--- TASK DESCRIPTION ---
Starting at the line that holds "Place a dot on every instance of the black and", copy every line exactly through the end of the data, and no others.

--- RAW DATA ---

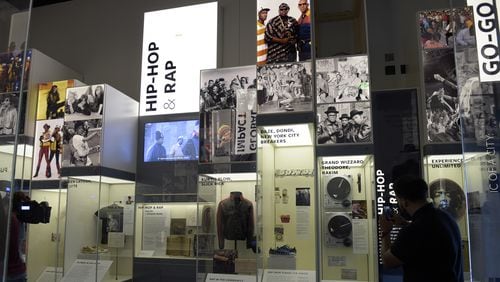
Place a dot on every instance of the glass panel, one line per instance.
(286, 202)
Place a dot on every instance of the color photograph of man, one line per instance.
(8, 114)
(286, 36)
(47, 156)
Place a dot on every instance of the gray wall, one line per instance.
(102, 38)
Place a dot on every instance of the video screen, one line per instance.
(171, 141)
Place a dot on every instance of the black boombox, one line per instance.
(34, 212)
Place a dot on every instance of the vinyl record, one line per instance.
(340, 226)
(338, 188)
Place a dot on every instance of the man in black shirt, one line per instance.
(428, 247)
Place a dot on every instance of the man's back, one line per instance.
(430, 247)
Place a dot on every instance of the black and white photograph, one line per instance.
(344, 123)
(442, 105)
(284, 88)
(302, 196)
(446, 28)
(84, 103)
(477, 104)
(82, 143)
(9, 104)
(343, 79)
(283, 31)
(48, 148)
(227, 88)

--- SOLUTION FOR THIS EXERCISE ---
Place a dot on every instance of the black and white photograph, one line per instance.
(344, 123)
(442, 105)
(284, 88)
(302, 196)
(446, 28)
(84, 103)
(477, 104)
(82, 143)
(9, 104)
(343, 79)
(283, 31)
(48, 148)
(227, 88)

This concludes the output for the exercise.